What this task involves: Every record must be transcribed in its entirety, apart from the images, which are to be omitted.

Exercise input:

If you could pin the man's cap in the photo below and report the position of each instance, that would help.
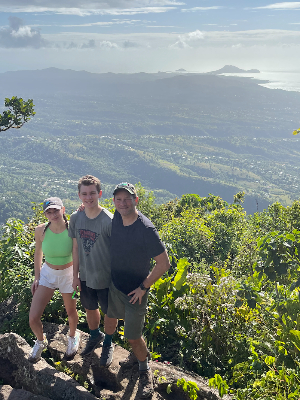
(52, 202)
(126, 186)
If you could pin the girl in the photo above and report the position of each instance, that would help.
(52, 240)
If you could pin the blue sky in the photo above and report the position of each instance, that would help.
(149, 35)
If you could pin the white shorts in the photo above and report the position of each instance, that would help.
(60, 279)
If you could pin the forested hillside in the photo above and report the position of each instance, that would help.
(195, 133)
(228, 309)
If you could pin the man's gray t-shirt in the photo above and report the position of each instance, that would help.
(93, 239)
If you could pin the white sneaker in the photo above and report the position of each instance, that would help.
(73, 345)
(37, 349)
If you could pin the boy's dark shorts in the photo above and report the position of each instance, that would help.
(92, 298)
(132, 314)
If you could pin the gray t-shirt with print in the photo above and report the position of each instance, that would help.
(93, 239)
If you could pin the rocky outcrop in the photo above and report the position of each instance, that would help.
(8, 393)
(113, 383)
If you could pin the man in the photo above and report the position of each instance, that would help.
(134, 242)
(91, 230)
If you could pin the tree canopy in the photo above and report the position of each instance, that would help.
(19, 112)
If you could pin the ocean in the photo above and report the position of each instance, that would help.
(277, 80)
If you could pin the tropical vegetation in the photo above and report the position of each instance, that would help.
(228, 308)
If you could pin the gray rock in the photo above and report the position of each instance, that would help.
(40, 378)
(117, 383)
(8, 393)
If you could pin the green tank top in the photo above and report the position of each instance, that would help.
(57, 247)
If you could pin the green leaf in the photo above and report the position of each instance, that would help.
(180, 277)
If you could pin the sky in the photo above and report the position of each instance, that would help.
(149, 35)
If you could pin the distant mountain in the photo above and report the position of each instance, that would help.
(176, 133)
(231, 69)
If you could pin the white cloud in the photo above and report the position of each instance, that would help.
(18, 35)
(194, 9)
(92, 7)
(289, 5)
(181, 43)
(108, 23)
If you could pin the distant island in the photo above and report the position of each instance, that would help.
(231, 69)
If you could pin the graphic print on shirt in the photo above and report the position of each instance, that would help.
(88, 239)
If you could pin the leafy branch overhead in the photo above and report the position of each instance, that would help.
(19, 112)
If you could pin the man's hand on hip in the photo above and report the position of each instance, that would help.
(137, 295)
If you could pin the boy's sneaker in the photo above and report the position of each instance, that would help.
(146, 383)
(73, 345)
(37, 349)
(92, 343)
(107, 355)
(131, 360)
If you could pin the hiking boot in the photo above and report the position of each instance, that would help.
(107, 355)
(146, 383)
(131, 360)
(37, 349)
(92, 343)
(73, 345)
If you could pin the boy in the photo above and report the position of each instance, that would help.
(90, 230)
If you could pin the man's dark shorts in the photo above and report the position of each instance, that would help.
(91, 298)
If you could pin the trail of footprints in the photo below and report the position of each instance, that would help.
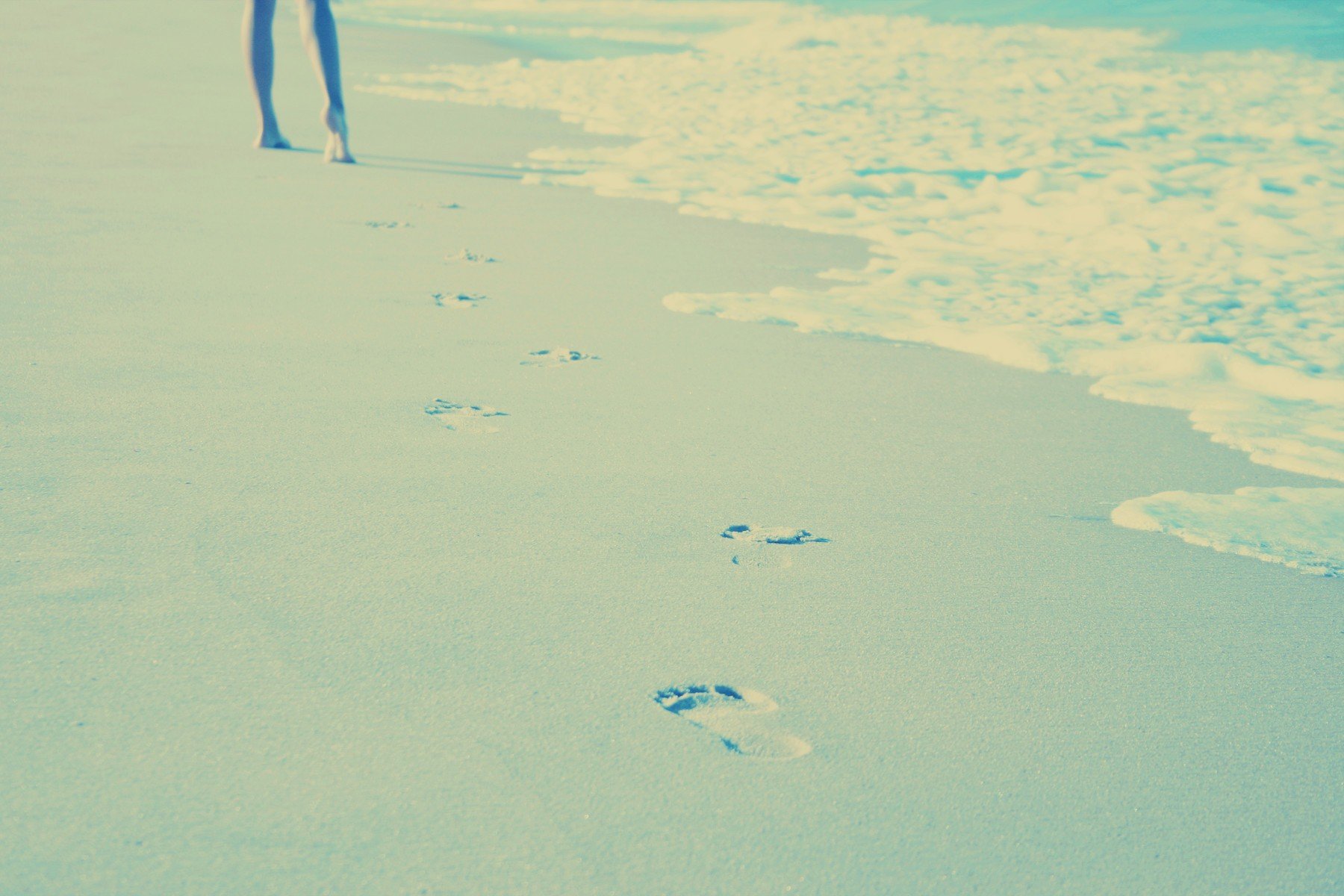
(742, 721)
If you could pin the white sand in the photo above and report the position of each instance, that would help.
(273, 629)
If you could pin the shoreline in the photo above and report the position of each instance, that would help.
(276, 629)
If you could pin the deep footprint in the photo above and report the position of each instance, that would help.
(557, 356)
(464, 418)
(467, 255)
(739, 718)
(759, 544)
(772, 535)
(457, 300)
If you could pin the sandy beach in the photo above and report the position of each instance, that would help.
(285, 615)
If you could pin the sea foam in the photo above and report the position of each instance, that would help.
(1081, 200)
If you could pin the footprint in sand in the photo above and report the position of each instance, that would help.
(741, 719)
(759, 548)
(557, 356)
(472, 258)
(457, 300)
(465, 418)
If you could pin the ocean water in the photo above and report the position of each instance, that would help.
(1149, 195)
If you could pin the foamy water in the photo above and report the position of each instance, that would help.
(1074, 200)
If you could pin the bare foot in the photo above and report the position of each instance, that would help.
(337, 141)
(270, 139)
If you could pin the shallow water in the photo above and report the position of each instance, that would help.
(1078, 199)
(1313, 27)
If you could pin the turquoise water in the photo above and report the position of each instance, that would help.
(1312, 27)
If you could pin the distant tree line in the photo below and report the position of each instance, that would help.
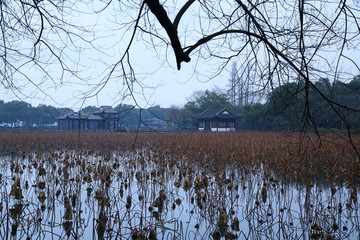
(284, 109)
(22, 114)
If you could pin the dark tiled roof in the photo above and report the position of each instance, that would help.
(222, 113)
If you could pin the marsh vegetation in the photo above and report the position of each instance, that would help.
(178, 186)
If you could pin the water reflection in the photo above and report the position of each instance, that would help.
(151, 195)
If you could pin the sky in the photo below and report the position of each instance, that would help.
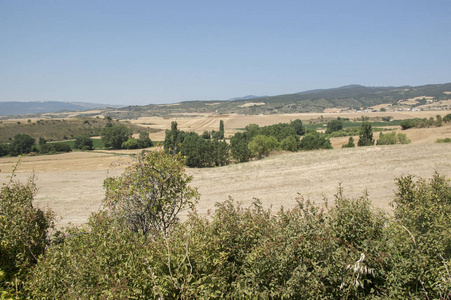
(155, 52)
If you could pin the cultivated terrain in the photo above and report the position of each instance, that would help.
(72, 184)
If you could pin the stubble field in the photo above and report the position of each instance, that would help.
(72, 184)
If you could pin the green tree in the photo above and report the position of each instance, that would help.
(407, 123)
(439, 121)
(21, 144)
(238, 147)
(261, 145)
(350, 144)
(4, 149)
(334, 125)
(114, 136)
(221, 129)
(173, 139)
(24, 232)
(290, 144)
(366, 135)
(144, 140)
(83, 142)
(151, 193)
(131, 143)
(298, 127)
(314, 140)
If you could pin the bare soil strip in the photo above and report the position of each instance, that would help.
(72, 184)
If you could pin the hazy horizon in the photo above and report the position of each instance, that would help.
(149, 52)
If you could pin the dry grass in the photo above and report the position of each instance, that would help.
(72, 184)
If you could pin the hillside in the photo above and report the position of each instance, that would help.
(276, 180)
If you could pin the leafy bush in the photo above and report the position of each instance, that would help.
(21, 144)
(84, 142)
(23, 232)
(131, 143)
(54, 148)
(334, 125)
(314, 140)
(114, 135)
(366, 135)
(392, 138)
(151, 192)
(347, 250)
(261, 145)
(350, 143)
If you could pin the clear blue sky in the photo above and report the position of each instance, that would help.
(143, 52)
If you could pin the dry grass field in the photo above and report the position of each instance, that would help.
(71, 184)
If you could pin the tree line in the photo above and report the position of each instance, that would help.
(136, 247)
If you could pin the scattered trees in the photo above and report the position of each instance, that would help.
(151, 193)
(348, 250)
(54, 148)
(392, 138)
(84, 142)
(366, 135)
(21, 144)
(334, 125)
(207, 150)
(314, 140)
(350, 144)
(114, 135)
(261, 145)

Written response:
If you could pin the man's cap in the photo below and report the position of each instance, that would help.
(52, 202)
(126, 186)
If you could pin the girl in the photo above and report the position of each instance, that would help.
(52, 240)
If you could pin the blue sky in the photo above and report the position of each instance, that would help.
(149, 35)
If you could pin the white shorts in the photo above and report the position of each instance, that would help.
(60, 279)
If you could pin the forested hillside in the photo above and report the position of each instance, that would help.
(195, 133)
(228, 309)
If you could pin the man's gray t-shirt in the photo above and report the position of each instance, that would help.
(93, 239)
If you could pin the white sneaker in the photo above and report the position of each instance, that would help.
(73, 345)
(37, 349)
If you could pin the boy's dark shorts in the photo above and report the position of each instance, that would help.
(92, 298)
(132, 314)
If you could pin the gray t-shirt with print in the photo above and report the position of each instance, that would help.
(93, 239)
If you could pin the rocky outcrop in the photo above and report the position of each instance, that would help.
(8, 393)
(113, 383)
If you could pin the man in the photo above and report the position of each instance, that would help.
(134, 242)
(91, 230)
If you could pin the tree canopy in the photo above and report the position of each instance, that would help.
(19, 112)
If you could pin the ocean in the photo above and report the position of each instance, that would help.
(277, 80)
If you could pin the tropical vegetation in the photo above and report the position of each instance, that would help.
(228, 308)
If you could pin the gray rock in the photo above and report the position of each instance, that would help.
(40, 378)
(117, 383)
(8, 393)
If you could pin the green tank top in the photo above and report the position of each instance, that would help.
(57, 247)
If you could pin the green leaf in the photo above and report the position of each instance, that would help.
(180, 277)
If you could pin the sky in the photo above and report the position of each instance, that would help.
(149, 35)
If you could pin the distant mountain in the photo above and report the position of each instance, that would help.
(176, 133)
(231, 69)
If you could pin the white cloud in the photo above and report the position of each instance, that would help.
(18, 35)
(194, 9)
(92, 7)
(289, 5)
(181, 43)
(108, 23)
If you could pin the distant island in the photo above and report the position of each instance, that would help.
(231, 69)
If you could pin the graphic print on shirt in the photo above and report the position of each instance, that would help.
(88, 239)
If you could pin the leafy branch overhead in the photo above and report the position of each instance, that would help.
(19, 112)
If you could pin the man's hand on hip in the photo above and report the position of each instance, that would help.
(137, 295)
If you could pin the boy's sneaker in the photo above and report the position of each instance, that would help.
(146, 383)
(73, 345)
(37, 349)
(92, 343)
(107, 355)
(131, 360)
If you could pin the hiking boot in the photo above and report the position of each instance, that would help.
(107, 355)
(146, 383)
(131, 360)
(37, 349)
(92, 343)
(73, 345)
If you could pin the boy in the photo above and report the position of each instance, that would help.
(90, 230)
If you could pin the man's dark shorts in the photo above and report the position of each instance, that would help.
(91, 298)
If you could pin the trail of footprints in the photo below and report the position of each instance, that would help.
(742, 721)
If you could pin the white sand in the photo above and report the position of each instance, that would help.
(273, 629)
If you could pin the shoreline in the photo above and report the position of each instance, that would help.
(276, 629)
If you could pin the deep footprint in the photo above and report the position of each instance, that would help.
(557, 356)
(464, 418)
(467, 255)
(739, 718)
(759, 544)
(772, 535)
(457, 300)
If you could pin the sandy beach in the photo above and report the position of each instance, that would help.
(285, 615)
If you could pin the sea foam in the photo above and report the position of each instance, that would help.
(1081, 200)
If you could pin the footprint in sand in the photo above and report the position of each instance, that would help.
(741, 719)
(759, 548)
(557, 356)
(472, 258)
(457, 300)
(465, 418)
If you could pin the ocean water in the photo above and report the position of each instance, that would help.
(1149, 195)
If you could pin the foamy water in the photo above and report the position of each instance, that would help.
(1074, 200)
If you could pin the bare foot in the photo above and report the position of each instance, that would help.
(337, 141)
(270, 139)
If you could pin the shallow water in the photo above and report the position of each instance, that would help.
(1078, 199)
(1313, 27)
If you could pin the turquoise water in the photo above and report the position of each instance, that would help.
(1312, 27)
If you could pin the distant tree line in the photo below and report the position of each instance, that would help.
(284, 109)
(22, 114)
If you could pin the dark tiled roof in the photo above and report the position of each instance, that would help.
(222, 113)
If you could pin the marsh vegetation in the photo above and report the position of each instance, that would help.
(178, 186)
If you could pin the water reflection in the photo above and report the position of each instance, that would help.
(151, 195)
If you could pin the sky in the photo below and report the position of each instance, that would help.
(155, 52)
If you could pin the cultivated terrain in the photo above and report the position of each instance, that would help.
(72, 184)
If you could pin the stubble field in the photo above and report the position of each instance, that would help.
(72, 184)
If you could pin the green tree in the photo above and report the position of each instance, that would help.
(407, 123)
(439, 121)
(21, 144)
(238, 147)
(261, 145)
(350, 144)
(4, 149)
(334, 125)
(114, 136)
(221, 129)
(173, 139)
(24, 232)
(290, 144)
(366, 135)
(144, 140)
(83, 142)
(151, 193)
(131, 143)
(298, 127)
(314, 140)
If you could pin the bare soil strip in the photo above and report the position of each instance, that would help.
(72, 184)
If you could pin the hazy horizon in the photo above and report the position of each instance, that would help.
(149, 52)
If you could pin the dry grass in the photo above and report the position of each instance, that would help.
(72, 184)
If you could pin the hillside in the photo above and report the position of each instance, that would help.
(276, 180)
If you could pin the leafy bush in the photo above and report the position of each instance, that would help.
(21, 144)
(84, 142)
(23, 232)
(131, 143)
(54, 148)
(334, 125)
(314, 140)
(114, 135)
(366, 135)
(392, 138)
(151, 192)
(347, 250)
(261, 145)
(350, 143)
If you could pin the clear blue sky in the photo above and report the position of each instance, that would help.
(143, 52)
If you could pin the dry grass field in the photo above and report the position of each instance, that would help.
(71, 184)
If you could pin the tree line in the photo above and report the position of each instance, that would help.
(136, 247)
If you could pin the scattered trees in the photo above and report the position of each instance, that would help.
(151, 193)
(348, 250)
(54, 148)
(392, 138)
(84, 142)
(366, 135)
(21, 144)
(334, 125)
(207, 150)
(314, 140)
(350, 144)
(114, 135)
(261, 145)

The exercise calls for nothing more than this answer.